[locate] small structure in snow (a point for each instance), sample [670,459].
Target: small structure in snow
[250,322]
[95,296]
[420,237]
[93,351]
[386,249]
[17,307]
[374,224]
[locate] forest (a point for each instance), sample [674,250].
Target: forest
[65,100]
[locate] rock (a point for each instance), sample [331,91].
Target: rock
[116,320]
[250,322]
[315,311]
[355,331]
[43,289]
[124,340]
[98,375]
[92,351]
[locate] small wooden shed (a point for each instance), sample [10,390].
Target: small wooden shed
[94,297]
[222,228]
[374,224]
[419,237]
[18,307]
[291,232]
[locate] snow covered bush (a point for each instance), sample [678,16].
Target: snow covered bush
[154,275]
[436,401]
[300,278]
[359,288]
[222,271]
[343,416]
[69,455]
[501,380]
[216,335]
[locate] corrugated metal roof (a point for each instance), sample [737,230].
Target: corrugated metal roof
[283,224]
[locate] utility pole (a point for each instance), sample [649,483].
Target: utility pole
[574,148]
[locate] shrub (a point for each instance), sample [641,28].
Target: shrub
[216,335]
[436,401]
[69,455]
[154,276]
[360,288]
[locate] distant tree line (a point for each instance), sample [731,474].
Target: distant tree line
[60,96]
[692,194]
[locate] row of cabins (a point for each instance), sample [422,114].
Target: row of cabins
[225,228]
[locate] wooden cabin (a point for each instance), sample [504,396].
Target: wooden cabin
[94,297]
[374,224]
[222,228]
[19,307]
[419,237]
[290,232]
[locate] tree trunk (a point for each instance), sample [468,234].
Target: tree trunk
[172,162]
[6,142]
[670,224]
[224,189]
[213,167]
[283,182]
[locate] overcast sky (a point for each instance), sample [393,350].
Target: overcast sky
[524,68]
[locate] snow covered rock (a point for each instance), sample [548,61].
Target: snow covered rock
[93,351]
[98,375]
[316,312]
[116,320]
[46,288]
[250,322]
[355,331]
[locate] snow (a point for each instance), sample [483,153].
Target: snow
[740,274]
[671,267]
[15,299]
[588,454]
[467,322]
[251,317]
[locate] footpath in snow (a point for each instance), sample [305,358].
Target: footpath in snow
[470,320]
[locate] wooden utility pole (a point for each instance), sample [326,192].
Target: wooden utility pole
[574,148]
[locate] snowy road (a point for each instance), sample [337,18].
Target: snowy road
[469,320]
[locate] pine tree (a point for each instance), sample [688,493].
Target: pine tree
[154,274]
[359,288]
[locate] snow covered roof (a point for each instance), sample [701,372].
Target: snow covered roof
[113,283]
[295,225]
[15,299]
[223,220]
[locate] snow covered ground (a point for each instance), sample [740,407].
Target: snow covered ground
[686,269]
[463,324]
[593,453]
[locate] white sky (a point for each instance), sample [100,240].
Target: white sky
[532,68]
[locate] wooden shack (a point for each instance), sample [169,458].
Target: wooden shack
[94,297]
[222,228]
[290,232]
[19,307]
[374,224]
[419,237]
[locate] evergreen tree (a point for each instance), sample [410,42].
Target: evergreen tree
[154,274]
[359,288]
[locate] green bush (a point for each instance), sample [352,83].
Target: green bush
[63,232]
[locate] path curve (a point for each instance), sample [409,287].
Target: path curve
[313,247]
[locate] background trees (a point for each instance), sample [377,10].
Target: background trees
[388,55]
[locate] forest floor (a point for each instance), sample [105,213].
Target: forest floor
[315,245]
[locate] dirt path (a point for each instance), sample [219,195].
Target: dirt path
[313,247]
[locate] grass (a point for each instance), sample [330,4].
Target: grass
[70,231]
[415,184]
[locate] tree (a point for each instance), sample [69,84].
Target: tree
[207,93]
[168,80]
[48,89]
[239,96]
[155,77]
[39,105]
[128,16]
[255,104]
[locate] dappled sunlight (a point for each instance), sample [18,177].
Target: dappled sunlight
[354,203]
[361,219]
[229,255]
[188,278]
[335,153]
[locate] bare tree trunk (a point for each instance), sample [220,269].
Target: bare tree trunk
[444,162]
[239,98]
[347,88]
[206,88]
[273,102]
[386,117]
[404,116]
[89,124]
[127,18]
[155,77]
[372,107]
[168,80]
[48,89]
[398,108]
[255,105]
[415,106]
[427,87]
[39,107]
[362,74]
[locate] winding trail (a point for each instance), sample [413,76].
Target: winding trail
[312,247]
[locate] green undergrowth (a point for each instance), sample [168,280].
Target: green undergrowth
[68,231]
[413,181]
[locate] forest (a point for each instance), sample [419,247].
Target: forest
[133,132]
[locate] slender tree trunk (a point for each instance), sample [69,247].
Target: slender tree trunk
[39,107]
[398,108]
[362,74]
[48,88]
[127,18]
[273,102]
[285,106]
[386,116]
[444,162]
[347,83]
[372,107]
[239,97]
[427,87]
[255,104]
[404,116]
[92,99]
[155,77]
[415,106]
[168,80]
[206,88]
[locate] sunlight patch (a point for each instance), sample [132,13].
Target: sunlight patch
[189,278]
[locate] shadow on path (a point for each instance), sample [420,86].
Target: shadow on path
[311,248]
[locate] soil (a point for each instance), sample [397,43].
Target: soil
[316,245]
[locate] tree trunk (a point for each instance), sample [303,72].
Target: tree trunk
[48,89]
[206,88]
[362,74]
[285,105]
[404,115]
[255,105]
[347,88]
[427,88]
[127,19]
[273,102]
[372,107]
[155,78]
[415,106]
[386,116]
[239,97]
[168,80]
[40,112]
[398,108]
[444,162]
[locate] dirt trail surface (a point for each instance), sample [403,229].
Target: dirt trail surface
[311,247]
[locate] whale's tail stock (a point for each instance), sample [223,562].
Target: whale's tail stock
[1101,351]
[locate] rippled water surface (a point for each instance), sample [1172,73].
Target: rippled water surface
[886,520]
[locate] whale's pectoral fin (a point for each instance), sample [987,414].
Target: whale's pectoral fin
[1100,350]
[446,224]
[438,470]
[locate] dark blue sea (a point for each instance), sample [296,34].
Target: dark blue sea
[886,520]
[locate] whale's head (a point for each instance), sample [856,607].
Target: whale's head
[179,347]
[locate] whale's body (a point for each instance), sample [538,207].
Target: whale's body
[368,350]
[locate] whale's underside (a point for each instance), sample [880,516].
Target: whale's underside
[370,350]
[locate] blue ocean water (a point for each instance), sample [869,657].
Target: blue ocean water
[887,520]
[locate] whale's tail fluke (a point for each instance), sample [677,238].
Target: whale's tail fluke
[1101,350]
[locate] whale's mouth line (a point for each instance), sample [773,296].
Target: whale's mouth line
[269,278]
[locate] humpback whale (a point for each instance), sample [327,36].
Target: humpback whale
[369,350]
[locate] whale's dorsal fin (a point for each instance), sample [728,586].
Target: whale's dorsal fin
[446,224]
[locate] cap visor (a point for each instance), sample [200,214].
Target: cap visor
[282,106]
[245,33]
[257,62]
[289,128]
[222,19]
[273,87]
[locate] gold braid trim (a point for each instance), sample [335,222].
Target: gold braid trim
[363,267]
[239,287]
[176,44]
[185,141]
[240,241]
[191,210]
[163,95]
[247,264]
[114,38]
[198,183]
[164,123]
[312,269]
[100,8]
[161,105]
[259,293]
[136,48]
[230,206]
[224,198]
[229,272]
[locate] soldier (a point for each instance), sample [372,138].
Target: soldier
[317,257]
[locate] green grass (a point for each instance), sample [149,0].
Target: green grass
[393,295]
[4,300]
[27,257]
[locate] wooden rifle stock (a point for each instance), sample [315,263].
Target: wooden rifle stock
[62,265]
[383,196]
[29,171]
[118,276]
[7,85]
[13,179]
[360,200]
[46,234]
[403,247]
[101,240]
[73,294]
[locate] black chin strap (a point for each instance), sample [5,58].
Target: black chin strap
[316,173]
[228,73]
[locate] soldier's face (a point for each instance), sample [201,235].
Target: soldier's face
-----
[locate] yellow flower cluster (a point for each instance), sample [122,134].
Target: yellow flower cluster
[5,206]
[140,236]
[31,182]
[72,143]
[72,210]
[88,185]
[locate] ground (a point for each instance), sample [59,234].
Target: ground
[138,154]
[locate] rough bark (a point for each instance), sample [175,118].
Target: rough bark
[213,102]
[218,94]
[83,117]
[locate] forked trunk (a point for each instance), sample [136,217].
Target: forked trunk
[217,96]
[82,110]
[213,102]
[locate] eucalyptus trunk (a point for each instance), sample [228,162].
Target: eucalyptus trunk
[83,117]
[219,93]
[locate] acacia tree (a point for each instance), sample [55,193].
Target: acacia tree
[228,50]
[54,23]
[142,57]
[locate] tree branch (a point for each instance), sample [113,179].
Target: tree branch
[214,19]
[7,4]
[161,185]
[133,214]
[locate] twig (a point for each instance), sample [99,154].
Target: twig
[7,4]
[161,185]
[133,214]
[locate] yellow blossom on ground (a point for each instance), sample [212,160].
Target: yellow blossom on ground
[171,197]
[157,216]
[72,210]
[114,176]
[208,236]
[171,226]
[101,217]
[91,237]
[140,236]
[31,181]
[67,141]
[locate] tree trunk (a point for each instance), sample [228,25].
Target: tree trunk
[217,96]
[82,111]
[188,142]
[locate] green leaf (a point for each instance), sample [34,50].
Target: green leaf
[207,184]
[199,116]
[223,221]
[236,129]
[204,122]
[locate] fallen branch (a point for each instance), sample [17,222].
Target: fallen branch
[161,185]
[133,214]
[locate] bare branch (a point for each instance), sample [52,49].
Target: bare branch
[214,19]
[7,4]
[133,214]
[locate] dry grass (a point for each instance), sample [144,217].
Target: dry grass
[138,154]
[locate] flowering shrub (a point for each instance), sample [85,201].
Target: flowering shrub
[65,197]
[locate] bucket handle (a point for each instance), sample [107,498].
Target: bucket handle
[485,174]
-----
• [WHAT IS EXPECTED] Pull out every line of the data above that contains the word "covered". Matches must have the same case.

• [FINISHED TASK]
[locate] snow covered bush (a point for each instance), sample [678,16].
Target: snow covered bush
[locate] snow covered rock (a point for each instance), sample [548,61].
Target: snow covered rock
[locate] snow covered roof (a point for each instance), sample [701,372].
Target: snow covered roof
[locate] snow covered ground (a point for each instance), sample [740,407].
Target: snow covered ground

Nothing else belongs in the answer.